***** Supplied data

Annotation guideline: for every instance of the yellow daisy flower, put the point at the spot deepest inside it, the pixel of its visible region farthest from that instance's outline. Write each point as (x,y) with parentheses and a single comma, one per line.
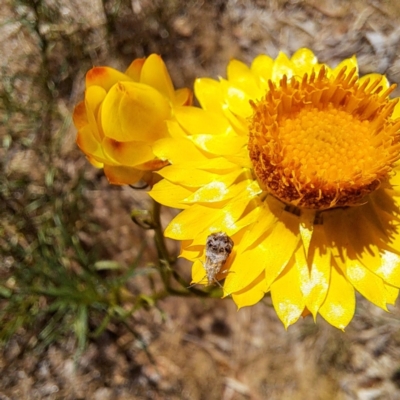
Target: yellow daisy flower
(123,114)
(298,163)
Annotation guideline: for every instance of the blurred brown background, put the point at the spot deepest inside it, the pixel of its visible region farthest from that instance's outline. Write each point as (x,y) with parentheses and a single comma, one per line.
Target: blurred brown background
(185,348)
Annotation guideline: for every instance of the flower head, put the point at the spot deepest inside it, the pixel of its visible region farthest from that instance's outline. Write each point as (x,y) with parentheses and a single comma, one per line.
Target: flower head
(123,115)
(298,163)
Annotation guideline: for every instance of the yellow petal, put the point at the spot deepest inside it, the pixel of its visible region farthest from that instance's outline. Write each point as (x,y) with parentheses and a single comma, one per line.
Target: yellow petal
(199,275)
(189,177)
(237,99)
(122,175)
(250,295)
(197,121)
(135,69)
(396,111)
(240,74)
(105,77)
(202,221)
(94,96)
(190,252)
(349,63)
(339,305)
(219,190)
(208,93)
(391,294)
(90,146)
(79,116)
(154,73)
(306,226)
(183,97)
(134,112)
(320,262)
(94,162)
(280,245)
(287,298)
(169,194)
(282,66)
(364,281)
(228,144)
(262,68)
(219,165)
(178,151)
(303,60)
(374,77)
(128,154)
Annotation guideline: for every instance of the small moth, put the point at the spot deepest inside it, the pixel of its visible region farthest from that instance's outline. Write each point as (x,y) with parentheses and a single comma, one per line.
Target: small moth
(218,247)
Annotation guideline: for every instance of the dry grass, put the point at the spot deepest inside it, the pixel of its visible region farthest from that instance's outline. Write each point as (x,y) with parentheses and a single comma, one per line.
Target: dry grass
(58,212)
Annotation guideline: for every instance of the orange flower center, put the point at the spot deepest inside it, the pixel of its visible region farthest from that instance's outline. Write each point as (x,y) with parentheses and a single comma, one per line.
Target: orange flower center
(323,142)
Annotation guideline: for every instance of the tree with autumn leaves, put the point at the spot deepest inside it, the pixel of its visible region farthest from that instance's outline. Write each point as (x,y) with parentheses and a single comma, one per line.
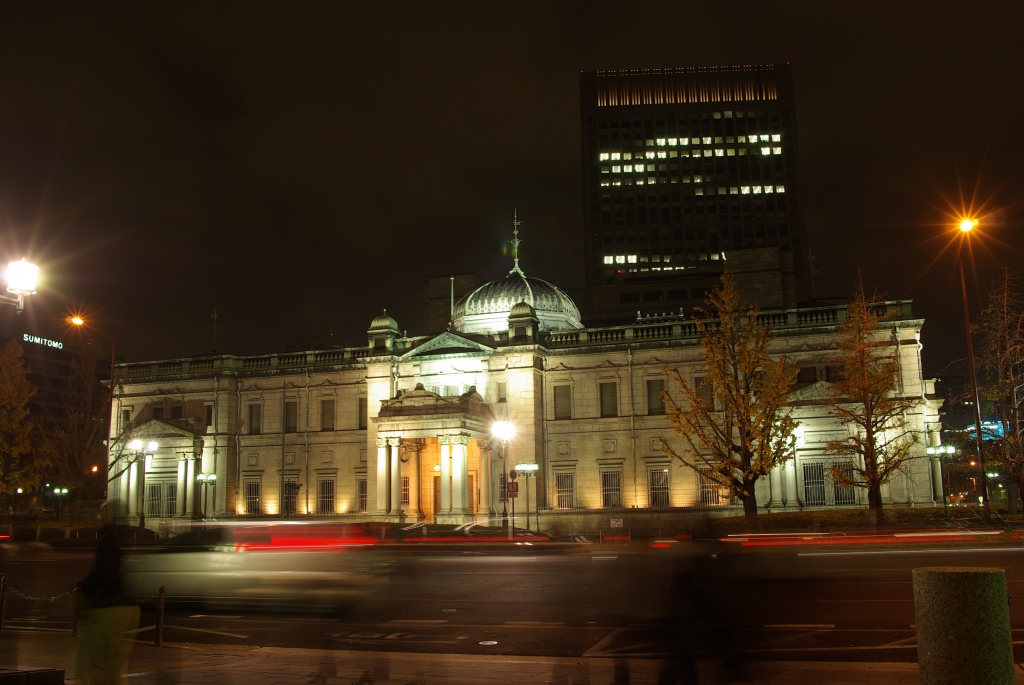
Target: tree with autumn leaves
(867,400)
(736,425)
(20,467)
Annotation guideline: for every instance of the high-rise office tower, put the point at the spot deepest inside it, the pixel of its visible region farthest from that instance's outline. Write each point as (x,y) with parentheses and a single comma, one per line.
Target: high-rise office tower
(684,168)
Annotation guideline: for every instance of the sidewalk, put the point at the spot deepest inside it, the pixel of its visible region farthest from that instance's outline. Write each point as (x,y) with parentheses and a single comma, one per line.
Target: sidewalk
(200,665)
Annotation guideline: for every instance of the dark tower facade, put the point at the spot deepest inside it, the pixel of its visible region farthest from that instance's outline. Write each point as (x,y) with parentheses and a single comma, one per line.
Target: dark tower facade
(681,168)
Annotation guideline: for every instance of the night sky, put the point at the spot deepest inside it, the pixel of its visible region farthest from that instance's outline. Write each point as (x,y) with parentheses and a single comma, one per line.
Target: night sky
(301,166)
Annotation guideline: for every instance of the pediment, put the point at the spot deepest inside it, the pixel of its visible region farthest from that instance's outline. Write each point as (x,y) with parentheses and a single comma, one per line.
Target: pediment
(448,343)
(155,429)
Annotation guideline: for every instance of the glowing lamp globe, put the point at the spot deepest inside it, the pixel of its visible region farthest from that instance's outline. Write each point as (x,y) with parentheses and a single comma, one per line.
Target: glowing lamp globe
(503,430)
(22,277)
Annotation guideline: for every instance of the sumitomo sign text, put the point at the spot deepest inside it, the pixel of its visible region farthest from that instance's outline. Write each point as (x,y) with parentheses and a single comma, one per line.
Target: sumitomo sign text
(43,341)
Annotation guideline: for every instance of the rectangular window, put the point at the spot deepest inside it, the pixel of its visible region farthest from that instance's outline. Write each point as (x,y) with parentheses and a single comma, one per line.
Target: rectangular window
(360,495)
(251,488)
(154,497)
(657,487)
(325,497)
(814,484)
(563,401)
(845,495)
(291,497)
(711,491)
(655,403)
(609,399)
(170,499)
(255,419)
(565,489)
(327,415)
(291,417)
(704,390)
(611,488)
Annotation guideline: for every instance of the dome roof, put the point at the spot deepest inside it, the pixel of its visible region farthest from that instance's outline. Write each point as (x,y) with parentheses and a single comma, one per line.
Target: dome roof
(486,309)
(522,309)
(384,323)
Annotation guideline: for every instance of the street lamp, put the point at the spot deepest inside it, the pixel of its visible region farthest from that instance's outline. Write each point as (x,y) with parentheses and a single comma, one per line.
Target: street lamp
(23,277)
(504,431)
(59,493)
(206,480)
(967,225)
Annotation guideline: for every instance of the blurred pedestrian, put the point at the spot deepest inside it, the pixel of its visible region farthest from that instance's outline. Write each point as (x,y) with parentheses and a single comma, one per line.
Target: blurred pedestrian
(104,616)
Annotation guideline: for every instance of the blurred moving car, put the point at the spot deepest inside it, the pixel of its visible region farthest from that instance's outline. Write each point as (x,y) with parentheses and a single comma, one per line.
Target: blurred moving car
(269,565)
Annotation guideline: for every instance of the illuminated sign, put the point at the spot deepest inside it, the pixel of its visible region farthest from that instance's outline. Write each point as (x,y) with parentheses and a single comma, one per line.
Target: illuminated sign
(43,341)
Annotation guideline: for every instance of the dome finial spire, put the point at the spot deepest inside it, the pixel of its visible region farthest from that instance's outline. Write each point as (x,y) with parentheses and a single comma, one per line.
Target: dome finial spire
(515,242)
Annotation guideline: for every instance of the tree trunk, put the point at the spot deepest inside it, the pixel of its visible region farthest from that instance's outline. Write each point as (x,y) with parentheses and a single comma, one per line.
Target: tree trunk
(750,501)
(875,504)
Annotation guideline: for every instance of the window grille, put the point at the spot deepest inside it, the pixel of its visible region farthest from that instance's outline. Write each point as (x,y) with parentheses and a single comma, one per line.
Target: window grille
(711,491)
(609,400)
(360,495)
(171,499)
(655,404)
(565,488)
(325,497)
(291,497)
(154,495)
(611,488)
(563,401)
(327,415)
(845,494)
(291,417)
(252,494)
(814,484)
(657,487)
(255,419)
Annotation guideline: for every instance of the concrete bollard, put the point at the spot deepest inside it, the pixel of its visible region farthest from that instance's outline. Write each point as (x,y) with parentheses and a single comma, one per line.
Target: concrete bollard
(963,618)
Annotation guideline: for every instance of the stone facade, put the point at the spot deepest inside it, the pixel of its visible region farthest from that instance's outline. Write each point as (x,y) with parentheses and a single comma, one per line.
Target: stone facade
(399,429)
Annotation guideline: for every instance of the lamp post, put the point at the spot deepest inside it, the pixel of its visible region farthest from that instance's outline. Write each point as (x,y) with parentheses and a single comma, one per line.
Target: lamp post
(136,446)
(23,277)
(59,494)
(504,431)
(966,226)
(206,480)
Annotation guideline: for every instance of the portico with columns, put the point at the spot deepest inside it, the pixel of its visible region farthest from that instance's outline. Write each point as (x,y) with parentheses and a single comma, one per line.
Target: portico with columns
(434,458)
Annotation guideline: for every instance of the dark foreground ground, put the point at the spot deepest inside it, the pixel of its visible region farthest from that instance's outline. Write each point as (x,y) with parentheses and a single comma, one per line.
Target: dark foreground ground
(805,603)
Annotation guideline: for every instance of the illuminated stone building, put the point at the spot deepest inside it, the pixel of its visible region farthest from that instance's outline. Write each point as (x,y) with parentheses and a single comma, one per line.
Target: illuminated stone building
(399,429)
(681,166)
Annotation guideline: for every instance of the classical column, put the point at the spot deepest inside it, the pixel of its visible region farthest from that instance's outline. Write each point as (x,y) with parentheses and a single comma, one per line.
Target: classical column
(415,504)
(484,477)
(133,488)
(394,445)
(460,475)
(382,469)
(445,442)
(180,504)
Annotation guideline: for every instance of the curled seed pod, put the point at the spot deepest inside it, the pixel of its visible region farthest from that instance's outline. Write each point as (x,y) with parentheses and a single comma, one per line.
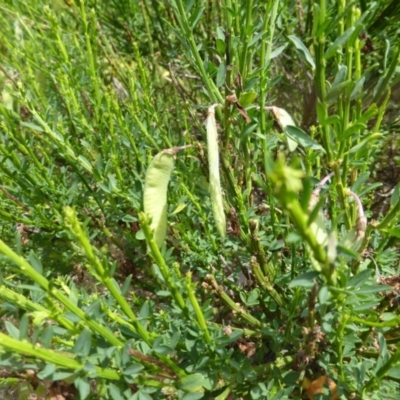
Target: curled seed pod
(361,224)
(317,226)
(283,118)
(155,192)
(215,182)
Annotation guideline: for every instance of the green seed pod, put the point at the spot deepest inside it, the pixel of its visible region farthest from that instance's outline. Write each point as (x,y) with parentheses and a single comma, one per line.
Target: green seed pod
(283,118)
(155,192)
(215,182)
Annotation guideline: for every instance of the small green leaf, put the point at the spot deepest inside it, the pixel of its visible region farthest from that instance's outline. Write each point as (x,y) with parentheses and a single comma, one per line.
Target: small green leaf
(339,42)
(304,280)
(246,98)
(304,52)
(221,74)
(191,383)
(300,137)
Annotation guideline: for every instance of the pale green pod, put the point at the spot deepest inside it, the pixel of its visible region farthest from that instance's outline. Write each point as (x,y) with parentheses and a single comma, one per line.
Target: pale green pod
(155,193)
(215,181)
(283,118)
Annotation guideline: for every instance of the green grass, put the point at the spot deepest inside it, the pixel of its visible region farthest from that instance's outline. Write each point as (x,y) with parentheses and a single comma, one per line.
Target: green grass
(300,292)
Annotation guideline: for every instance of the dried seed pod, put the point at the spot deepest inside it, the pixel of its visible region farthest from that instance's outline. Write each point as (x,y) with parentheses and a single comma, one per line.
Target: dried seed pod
(215,182)
(155,192)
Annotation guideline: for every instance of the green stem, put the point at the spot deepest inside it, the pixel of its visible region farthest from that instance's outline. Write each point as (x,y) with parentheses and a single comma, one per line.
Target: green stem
(50,356)
(199,313)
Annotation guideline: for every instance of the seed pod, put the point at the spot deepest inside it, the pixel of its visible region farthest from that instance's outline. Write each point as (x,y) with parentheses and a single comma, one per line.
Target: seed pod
(283,118)
(155,192)
(213,163)
(317,226)
(361,224)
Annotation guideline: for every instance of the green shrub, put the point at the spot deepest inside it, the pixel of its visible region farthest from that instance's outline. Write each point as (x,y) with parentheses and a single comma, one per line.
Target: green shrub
(298,298)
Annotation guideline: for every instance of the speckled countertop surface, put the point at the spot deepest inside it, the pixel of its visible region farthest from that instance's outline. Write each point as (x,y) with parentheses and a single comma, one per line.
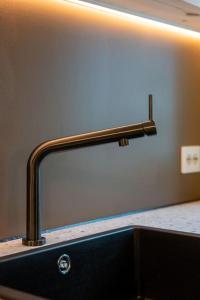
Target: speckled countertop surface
(182,217)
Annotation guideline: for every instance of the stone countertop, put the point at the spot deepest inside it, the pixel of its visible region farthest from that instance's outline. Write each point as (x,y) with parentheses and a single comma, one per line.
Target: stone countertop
(182,217)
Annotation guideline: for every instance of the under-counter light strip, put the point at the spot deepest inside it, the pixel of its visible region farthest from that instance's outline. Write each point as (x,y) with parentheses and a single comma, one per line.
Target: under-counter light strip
(135,18)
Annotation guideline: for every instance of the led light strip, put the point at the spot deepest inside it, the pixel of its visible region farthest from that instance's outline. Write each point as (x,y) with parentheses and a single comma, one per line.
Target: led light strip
(134,18)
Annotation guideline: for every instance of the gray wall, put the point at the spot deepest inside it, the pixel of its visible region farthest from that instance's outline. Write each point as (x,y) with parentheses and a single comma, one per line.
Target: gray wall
(66,71)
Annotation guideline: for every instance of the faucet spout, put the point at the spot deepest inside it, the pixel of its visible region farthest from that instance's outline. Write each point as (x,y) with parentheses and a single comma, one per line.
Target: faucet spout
(118,134)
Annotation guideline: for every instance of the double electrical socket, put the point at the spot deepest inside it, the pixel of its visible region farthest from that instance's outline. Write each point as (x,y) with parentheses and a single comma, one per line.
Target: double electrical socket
(190,159)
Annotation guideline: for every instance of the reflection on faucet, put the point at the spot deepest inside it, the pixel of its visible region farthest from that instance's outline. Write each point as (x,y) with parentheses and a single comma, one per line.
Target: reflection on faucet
(119,134)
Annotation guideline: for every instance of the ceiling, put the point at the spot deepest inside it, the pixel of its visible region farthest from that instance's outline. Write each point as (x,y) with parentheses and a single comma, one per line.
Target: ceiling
(178,12)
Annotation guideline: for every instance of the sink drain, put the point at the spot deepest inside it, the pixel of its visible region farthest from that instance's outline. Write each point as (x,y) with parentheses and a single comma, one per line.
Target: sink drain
(64,264)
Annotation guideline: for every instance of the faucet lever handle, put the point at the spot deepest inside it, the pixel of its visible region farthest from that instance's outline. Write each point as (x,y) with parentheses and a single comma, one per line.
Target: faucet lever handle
(150,107)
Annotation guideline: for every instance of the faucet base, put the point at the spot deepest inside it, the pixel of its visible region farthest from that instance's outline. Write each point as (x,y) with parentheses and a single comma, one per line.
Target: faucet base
(40,242)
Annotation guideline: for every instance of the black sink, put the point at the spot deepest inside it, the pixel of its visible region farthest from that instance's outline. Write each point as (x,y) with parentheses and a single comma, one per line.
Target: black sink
(126,264)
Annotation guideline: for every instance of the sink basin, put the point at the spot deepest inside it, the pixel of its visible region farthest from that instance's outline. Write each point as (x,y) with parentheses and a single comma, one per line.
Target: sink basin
(126,264)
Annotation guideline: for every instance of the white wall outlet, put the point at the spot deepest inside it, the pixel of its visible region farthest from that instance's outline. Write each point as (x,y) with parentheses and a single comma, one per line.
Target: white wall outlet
(190,159)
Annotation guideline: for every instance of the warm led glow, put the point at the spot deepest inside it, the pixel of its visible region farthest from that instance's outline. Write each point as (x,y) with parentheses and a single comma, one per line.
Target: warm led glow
(137,19)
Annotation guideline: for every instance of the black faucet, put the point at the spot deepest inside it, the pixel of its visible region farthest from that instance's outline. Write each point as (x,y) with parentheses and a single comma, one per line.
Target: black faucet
(119,134)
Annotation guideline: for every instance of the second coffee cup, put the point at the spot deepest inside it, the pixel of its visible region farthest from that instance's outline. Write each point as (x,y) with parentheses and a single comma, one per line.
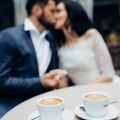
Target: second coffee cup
(51,108)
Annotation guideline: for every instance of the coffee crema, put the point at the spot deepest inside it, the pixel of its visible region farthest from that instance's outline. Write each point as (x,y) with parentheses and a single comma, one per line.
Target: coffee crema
(95,96)
(50,101)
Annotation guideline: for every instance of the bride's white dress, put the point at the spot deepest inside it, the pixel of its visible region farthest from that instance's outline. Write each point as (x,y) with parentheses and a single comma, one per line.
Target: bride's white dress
(86,59)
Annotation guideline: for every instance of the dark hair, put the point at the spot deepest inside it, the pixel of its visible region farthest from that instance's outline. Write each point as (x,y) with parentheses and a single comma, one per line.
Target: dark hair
(31,3)
(78,19)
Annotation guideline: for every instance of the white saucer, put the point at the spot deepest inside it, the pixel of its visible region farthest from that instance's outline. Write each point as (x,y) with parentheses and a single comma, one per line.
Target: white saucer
(113,113)
(67,115)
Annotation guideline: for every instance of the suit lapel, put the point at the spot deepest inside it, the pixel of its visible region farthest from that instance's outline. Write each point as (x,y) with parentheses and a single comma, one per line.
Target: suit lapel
(26,36)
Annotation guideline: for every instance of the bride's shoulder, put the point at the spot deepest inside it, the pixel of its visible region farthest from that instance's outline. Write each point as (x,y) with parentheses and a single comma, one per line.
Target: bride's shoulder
(91,32)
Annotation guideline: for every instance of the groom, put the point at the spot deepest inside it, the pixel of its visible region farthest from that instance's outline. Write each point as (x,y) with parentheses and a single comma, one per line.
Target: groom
(27,54)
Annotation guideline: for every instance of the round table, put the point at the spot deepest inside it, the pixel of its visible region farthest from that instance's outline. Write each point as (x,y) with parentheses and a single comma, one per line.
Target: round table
(72,96)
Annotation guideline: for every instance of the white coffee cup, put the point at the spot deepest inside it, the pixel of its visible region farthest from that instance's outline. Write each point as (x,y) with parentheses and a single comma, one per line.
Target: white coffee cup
(95,103)
(51,108)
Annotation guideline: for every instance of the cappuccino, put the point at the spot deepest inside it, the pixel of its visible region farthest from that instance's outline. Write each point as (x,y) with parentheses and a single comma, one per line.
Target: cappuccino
(95,96)
(50,101)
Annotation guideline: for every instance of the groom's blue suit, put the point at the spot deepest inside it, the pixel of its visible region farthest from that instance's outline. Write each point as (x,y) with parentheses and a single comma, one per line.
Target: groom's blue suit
(19,77)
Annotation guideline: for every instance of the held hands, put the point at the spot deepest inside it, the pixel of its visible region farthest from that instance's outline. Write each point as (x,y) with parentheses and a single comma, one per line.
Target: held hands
(54,78)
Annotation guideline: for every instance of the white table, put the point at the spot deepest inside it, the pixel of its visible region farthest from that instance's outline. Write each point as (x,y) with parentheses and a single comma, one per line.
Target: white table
(72,95)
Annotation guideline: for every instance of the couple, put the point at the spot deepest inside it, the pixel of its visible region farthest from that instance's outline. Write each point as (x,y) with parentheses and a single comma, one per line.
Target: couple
(28,54)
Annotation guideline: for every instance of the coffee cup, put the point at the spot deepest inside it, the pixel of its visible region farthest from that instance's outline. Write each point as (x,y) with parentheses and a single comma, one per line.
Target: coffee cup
(51,108)
(95,103)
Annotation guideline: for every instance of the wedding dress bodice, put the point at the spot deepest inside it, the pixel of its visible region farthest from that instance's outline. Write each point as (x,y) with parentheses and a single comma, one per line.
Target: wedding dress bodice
(86,59)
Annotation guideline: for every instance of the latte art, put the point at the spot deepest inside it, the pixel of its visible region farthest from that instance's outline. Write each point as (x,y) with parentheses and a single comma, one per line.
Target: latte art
(50,101)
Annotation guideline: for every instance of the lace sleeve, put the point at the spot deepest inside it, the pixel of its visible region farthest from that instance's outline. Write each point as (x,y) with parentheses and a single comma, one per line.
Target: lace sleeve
(103,57)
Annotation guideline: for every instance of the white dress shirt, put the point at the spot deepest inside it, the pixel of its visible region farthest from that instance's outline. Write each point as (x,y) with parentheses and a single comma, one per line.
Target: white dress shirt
(41,45)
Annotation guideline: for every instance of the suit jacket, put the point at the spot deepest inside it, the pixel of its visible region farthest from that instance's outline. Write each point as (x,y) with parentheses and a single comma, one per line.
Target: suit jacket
(19,76)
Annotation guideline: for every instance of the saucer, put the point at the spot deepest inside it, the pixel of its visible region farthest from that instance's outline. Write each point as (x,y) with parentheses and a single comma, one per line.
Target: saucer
(67,115)
(113,113)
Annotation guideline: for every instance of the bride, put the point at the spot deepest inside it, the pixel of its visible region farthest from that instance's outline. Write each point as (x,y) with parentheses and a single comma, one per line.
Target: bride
(82,50)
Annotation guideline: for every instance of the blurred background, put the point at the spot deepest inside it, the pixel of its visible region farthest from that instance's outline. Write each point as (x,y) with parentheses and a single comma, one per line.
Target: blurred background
(104,13)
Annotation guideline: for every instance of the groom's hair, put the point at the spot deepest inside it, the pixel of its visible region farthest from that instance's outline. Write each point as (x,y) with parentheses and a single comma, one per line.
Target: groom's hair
(31,3)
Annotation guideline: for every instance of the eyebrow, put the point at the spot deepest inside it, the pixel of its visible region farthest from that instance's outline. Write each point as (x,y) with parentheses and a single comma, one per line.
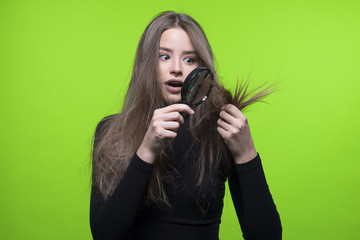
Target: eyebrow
(170,50)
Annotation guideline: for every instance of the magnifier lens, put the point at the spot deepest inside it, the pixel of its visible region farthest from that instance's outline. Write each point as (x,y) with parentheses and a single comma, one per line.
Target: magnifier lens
(197,86)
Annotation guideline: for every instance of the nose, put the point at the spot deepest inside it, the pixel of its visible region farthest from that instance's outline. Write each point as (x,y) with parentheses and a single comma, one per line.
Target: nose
(176,68)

**********

» **Task goal**:
Send back exactly the lines from the line with "Annotation guideline: for every instance of the magnifier" through the end of the records.

» **The output**:
Annotation guideline: for every instance of the magnifier lens, put the point at the spot deepest inside it, the pixel of its visible region farthest from that instance's outline. Write each point as (x,y) with parentheses and a single comma, one per line.
Target: magnifier lens
(197,86)
Annotation guideline: for every instance of the nose, put the point at the spot deepest inside it, the pixel of its visible region farthest from that instance's outline. Write each point as (x,y) with parentheses and a single comma, one per line.
Target: nose
(176,68)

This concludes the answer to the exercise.